Search code examples
rmontecarlor-micer-lavaan

Monte Carlo with simsem and lavaan: "Error in D3.LRT ... Try the D2 pooling method."


My goal is to generate a list of dataframes from a lavaan model using simsem::sim. Depending on if the dataOnly argument is TRUE or FALSE, simsem::sim will either generate a SimResult object (which includes generated data plus parameter values, fit indices, etc.) or just a list of the generated dataframes.

If I impose any missingness on the generated dataframes, I am incapable of generating the full SimResult object. I can either generate a SimResult object with no missingness or I can generate a list of dataframes with missingness. Trying to generate the SimResult object with missingness gives the below error message, but I couldn't find any argument for sem, simsem::miss, or simsem::sim where I could specify to use the D2 pooling method. Any help would be appreciated.

#> Error in D3.LRT(object, h1 = h1, useImps = useImps, asymptotic = asymptotic, : D3 test statistic could not be calculated. Try the D2 pooling method.

set.seed(123)
suppressMessages(library(mice))
suppressMessages(library(lavaan))
suppressMessages(library(simsem))

data(mtcars)
model <- 'gear ~ carb'
fit <- lavaan::sem(model, data = mtcars)
make_missing <- simsem::miss(package = "mice", m = 2, maxit = 2, seed = 123)

thisworks <- simsem::sim(
  nRep = 10,
  model = fit,
  n = 5)
#> Progress: 1 / 10 
#> Progress: 2 / 10 
#> Progress: 3 / 10 
#> Progress: 4 / 10 
#> Progress: 5 / 10 
#> Progress: 6 / 10 
#> Progress: 7 / 10 
#> Progress: 8 / 10 
#> Progress: 9 / 10 
#> Progress: 10 / 10
class(thisworks)
#> [1] "SimResult"
#> attr(,"package")
#> [1] "simsem"

thisdoesnotwork <- simsem::sim(
  nRep = 10,
  model = fit,
  n = 5,
  miss = make_missing)
#> Progress: 1 / 10
#> Error in D3.LRT(object, h1 = h1, useImps = useImps, asymptotic = asymptotic, : D3 test statistic could not be calculated. Try the D2 pooling method.

thispartiallyworks <- simsem::sim(
  nRep = 10,
  model = fit,
  n = 5,
  dataOnly = TRUE,
  miss = make_missing)
#> Progress: 1 / 10 
#> Progress: 2 / 10 
#> Progress: 3 / 10 
#> Progress: 4 / 10 
#> Progress: 5 / 10 
#> Progress: 6 / 10 
#> Progress: 7 / 10 
#> Progress: 8 / 10 
#> Progress: 9 / 10 
#> Progress: 10 / 10
class(thispartiallyworks)
#> [1] "list"

Solution

  • My goal is to generate a list of dataframes from a lavaan model using simsem::sim

    I'm confused, because neither the lavaan() nor sim() function returns a data.frame object.

Dataset rows about where objects appear:
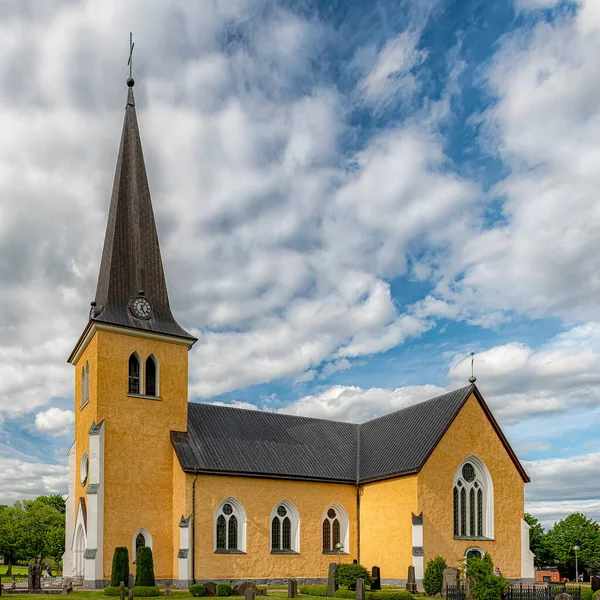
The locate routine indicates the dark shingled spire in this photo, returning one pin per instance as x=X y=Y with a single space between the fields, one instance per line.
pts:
x=131 y=261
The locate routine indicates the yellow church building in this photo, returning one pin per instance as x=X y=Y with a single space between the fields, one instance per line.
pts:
x=220 y=493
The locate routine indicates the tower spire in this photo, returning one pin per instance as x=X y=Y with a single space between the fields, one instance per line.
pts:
x=131 y=290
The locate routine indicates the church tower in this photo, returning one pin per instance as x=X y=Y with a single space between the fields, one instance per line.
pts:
x=131 y=375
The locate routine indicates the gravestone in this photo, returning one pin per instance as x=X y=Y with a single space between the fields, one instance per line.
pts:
x=360 y=589
x=34 y=577
x=376 y=576
x=450 y=577
x=331 y=580
x=411 y=584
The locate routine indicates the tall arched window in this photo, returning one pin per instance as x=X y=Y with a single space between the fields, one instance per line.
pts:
x=473 y=500
x=134 y=374
x=151 y=376
x=285 y=528
x=230 y=526
x=335 y=528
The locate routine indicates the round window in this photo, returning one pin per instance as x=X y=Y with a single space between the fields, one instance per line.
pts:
x=83 y=469
x=468 y=472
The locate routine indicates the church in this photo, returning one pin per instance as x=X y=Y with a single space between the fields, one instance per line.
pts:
x=225 y=494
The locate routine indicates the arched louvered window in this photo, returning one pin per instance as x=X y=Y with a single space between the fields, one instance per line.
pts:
x=473 y=500
x=134 y=374
x=285 y=528
x=151 y=376
x=230 y=526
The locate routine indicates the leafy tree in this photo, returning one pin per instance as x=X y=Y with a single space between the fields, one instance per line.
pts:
x=538 y=543
x=433 y=579
x=575 y=530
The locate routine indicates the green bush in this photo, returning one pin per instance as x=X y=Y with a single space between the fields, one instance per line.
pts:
x=433 y=578
x=343 y=593
x=114 y=590
x=120 y=570
x=144 y=576
x=197 y=590
x=223 y=589
x=145 y=591
x=313 y=590
x=399 y=595
x=347 y=574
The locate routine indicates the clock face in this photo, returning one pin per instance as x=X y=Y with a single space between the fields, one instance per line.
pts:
x=141 y=308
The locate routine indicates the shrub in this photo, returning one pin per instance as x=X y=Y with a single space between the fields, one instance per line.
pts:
x=313 y=590
x=120 y=570
x=342 y=593
x=144 y=576
x=114 y=590
x=347 y=574
x=484 y=584
x=197 y=590
x=145 y=591
x=399 y=595
x=223 y=589
x=433 y=578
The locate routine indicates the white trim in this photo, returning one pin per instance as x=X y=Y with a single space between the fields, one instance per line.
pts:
x=342 y=517
x=294 y=516
x=484 y=479
x=149 y=335
x=240 y=514
x=147 y=540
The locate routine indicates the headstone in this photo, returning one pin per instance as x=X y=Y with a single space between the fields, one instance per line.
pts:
x=411 y=584
x=331 y=580
x=376 y=577
x=450 y=577
x=360 y=589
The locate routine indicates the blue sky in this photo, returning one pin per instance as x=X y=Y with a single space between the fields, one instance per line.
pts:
x=351 y=197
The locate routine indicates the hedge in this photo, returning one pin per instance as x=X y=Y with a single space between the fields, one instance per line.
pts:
x=223 y=589
x=114 y=590
x=197 y=590
x=120 y=570
x=145 y=591
x=313 y=590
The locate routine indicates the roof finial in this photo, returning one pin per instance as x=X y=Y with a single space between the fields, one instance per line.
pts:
x=472 y=379
x=130 y=79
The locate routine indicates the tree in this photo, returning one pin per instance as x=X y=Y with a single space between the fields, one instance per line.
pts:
x=538 y=543
x=575 y=530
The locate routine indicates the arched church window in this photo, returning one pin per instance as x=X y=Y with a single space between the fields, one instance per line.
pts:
x=230 y=526
x=134 y=374
x=473 y=500
x=285 y=528
x=335 y=528
x=151 y=376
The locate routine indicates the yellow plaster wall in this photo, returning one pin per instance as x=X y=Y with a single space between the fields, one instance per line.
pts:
x=386 y=525
x=138 y=455
x=471 y=434
x=259 y=496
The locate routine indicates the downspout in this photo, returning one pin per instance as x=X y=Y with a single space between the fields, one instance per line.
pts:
x=193 y=536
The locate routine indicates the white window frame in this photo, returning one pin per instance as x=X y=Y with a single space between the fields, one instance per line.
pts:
x=240 y=515
x=294 y=516
x=147 y=539
x=484 y=479
x=342 y=517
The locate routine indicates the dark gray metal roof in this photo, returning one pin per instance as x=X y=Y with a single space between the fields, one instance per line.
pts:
x=131 y=259
x=224 y=439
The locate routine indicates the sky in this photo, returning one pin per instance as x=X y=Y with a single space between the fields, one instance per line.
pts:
x=351 y=197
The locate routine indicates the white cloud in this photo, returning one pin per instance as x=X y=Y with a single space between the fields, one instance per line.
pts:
x=55 y=422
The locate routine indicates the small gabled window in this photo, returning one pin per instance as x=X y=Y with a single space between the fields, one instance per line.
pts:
x=134 y=374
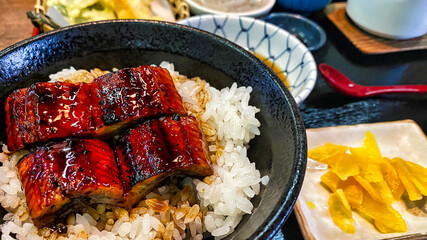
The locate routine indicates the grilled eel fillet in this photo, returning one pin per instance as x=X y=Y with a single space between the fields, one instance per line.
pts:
x=59 y=177
x=101 y=109
x=157 y=149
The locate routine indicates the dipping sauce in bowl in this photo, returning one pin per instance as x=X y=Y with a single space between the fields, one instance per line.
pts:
x=276 y=69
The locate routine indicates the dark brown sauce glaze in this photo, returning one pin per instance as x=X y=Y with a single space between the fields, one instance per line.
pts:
x=61 y=109
x=276 y=69
x=60 y=175
x=100 y=109
x=159 y=148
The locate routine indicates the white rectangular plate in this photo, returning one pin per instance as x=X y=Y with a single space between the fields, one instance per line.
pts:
x=404 y=139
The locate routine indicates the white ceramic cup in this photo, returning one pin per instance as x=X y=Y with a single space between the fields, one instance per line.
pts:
x=394 y=19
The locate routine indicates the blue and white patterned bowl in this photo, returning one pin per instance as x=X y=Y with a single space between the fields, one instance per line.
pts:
x=285 y=51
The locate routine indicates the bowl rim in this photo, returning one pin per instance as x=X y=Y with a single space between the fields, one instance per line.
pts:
x=281 y=211
x=303 y=92
x=252 y=13
x=319 y=30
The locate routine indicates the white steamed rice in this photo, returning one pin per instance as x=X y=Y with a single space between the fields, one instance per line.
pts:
x=229 y=123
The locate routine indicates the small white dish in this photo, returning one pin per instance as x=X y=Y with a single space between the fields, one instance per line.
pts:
x=197 y=8
x=285 y=51
x=393 y=19
x=404 y=139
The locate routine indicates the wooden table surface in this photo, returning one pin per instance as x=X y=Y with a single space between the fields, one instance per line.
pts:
x=15 y=26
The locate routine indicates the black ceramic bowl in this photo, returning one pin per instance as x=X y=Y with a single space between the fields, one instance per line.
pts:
x=280 y=150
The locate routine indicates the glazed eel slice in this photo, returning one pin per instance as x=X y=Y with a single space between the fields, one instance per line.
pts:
x=46 y=111
x=59 y=177
x=131 y=94
x=101 y=109
x=157 y=149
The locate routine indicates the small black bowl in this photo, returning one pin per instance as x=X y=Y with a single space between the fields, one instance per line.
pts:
x=279 y=152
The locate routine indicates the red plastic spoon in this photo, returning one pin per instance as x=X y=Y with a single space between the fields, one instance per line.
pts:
x=340 y=83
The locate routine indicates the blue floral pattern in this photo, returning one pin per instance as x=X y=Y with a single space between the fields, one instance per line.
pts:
x=267 y=40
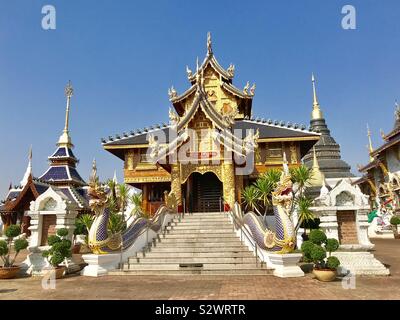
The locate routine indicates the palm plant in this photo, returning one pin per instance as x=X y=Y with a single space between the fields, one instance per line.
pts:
x=116 y=223
x=86 y=220
x=250 y=197
x=111 y=185
x=273 y=175
x=304 y=213
x=301 y=176
x=123 y=193
x=136 y=200
x=264 y=187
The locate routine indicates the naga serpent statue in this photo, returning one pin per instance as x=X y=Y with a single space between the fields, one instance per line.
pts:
x=283 y=239
x=100 y=240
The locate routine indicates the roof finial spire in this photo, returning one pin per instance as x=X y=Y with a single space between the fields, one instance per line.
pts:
x=209 y=43
x=115 y=177
x=397 y=110
x=318 y=177
x=93 y=179
x=370 y=148
x=28 y=171
x=316 y=113
x=65 y=139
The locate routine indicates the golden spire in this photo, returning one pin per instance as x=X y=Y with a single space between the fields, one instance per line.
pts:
x=370 y=148
x=316 y=113
x=65 y=139
x=28 y=171
x=209 y=43
x=317 y=177
x=93 y=175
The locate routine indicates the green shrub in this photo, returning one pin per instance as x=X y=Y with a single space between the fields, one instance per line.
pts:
x=316 y=249
x=5 y=245
x=306 y=248
x=79 y=228
x=318 y=254
x=3 y=248
x=332 y=262
x=63 y=232
x=60 y=248
x=20 y=244
x=51 y=240
x=395 y=220
x=317 y=237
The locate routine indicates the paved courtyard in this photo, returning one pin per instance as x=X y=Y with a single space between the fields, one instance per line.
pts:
x=214 y=287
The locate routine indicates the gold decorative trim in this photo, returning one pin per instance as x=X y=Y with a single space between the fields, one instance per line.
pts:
x=289 y=139
x=188 y=169
x=147 y=179
x=126 y=146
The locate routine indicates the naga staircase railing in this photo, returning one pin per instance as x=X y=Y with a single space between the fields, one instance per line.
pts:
x=244 y=231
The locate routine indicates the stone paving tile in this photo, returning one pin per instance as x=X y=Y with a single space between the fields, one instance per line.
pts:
x=213 y=287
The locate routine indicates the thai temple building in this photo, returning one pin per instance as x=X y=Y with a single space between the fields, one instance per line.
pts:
x=327 y=150
x=61 y=175
x=213 y=146
x=381 y=176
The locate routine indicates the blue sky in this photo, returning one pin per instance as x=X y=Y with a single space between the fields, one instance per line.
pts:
x=122 y=56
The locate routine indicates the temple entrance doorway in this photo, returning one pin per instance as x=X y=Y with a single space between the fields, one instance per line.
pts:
x=347 y=227
x=48 y=227
x=203 y=192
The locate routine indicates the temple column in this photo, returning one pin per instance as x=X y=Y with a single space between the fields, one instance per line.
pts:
x=176 y=185
x=228 y=174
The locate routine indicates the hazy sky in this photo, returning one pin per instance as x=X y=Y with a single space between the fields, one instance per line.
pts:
x=122 y=56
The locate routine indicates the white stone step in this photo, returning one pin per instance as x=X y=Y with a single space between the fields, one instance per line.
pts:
x=200 y=243
x=189 y=260
x=206 y=266
x=199 y=235
x=194 y=232
x=226 y=254
x=201 y=249
x=183 y=226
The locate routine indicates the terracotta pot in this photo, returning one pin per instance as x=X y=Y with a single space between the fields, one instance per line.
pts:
x=325 y=275
x=395 y=229
x=76 y=248
x=59 y=272
x=9 y=273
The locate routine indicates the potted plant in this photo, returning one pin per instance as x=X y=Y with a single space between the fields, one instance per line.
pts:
x=82 y=227
x=59 y=251
x=395 y=223
x=315 y=250
x=9 y=270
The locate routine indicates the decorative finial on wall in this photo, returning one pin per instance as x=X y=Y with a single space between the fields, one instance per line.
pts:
x=209 y=43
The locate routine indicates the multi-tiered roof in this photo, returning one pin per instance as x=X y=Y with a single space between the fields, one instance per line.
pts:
x=61 y=175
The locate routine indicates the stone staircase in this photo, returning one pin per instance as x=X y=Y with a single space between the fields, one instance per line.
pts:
x=202 y=243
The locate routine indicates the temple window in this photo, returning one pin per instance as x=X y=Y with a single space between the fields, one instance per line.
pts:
x=274 y=151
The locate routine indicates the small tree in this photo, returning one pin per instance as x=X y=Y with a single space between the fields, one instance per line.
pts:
x=6 y=245
x=60 y=248
x=315 y=250
x=250 y=198
x=136 y=200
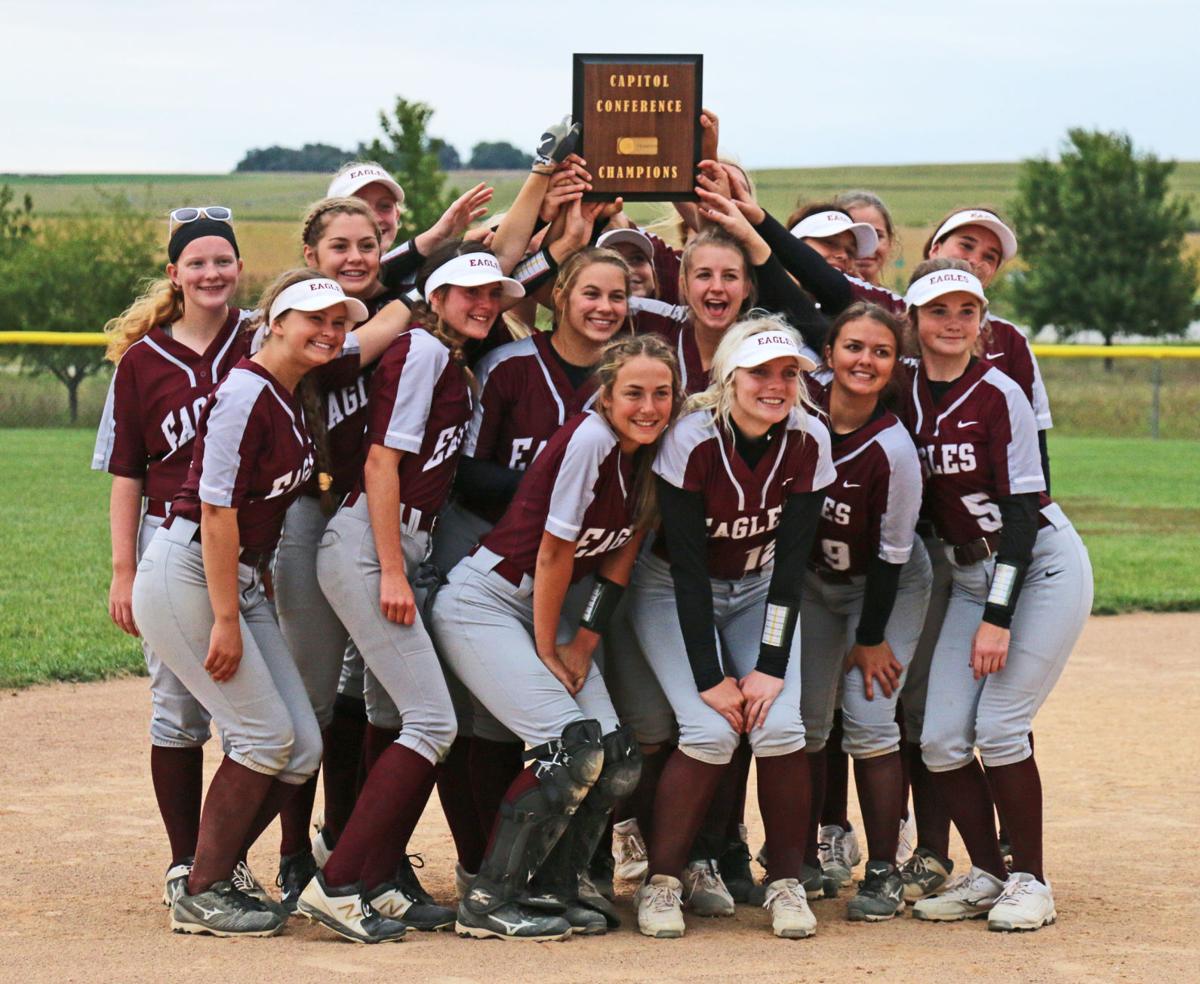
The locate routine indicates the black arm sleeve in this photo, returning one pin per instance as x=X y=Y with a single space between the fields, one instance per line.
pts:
x=879 y=598
x=793 y=544
x=395 y=273
x=1020 y=517
x=828 y=286
x=778 y=292
x=687 y=537
x=1044 y=451
x=481 y=484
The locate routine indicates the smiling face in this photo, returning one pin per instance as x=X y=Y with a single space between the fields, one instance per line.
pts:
x=871 y=268
x=949 y=325
x=383 y=204
x=978 y=245
x=597 y=305
x=715 y=287
x=468 y=311
x=863 y=357
x=207 y=273
x=765 y=395
x=348 y=251
x=640 y=402
x=641 y=270
x=311 y=339
x=839 y=251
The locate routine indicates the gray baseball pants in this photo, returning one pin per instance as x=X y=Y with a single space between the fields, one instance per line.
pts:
x=263 y=711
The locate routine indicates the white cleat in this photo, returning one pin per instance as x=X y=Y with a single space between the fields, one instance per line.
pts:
x=790 y=915
x=1024 y=906
x=660 y=907
x=969 y=897
x=629 y=851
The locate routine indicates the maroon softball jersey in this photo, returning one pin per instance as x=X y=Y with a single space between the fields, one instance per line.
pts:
x=159 y=389
x=420 y=405
x=525 y=396
x=978 y=443
x=871 y=508
x=743 y=505
x=581 y=490
x=252 y=454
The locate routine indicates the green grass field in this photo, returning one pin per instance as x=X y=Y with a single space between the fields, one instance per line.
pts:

= Tasks =
1: According to the forum thread on simsem and lavaan, why is the person answering confused by the stated goal?
2: Rewrite the simsem and lavaan thread from "suppressMessages(library(simsem))" up to and including "seed = 123)", with "mtcars" replaced by "airquality".

= Answers by task =
1: The stated goal is to generate a list of dataframes from a lavaan model using simsem::sim. Neither the lavaan() function nor the sim() function returns a data.frame object.

2:
suppressMessages(library(simsem))

data(airquality)
model <- 'gear ~ carb'
fit <- lavaan::sem(model, data = airquality)
make_missing <- simsem::miss(package = "mice", m = 2, maxit = 2, seed = 123)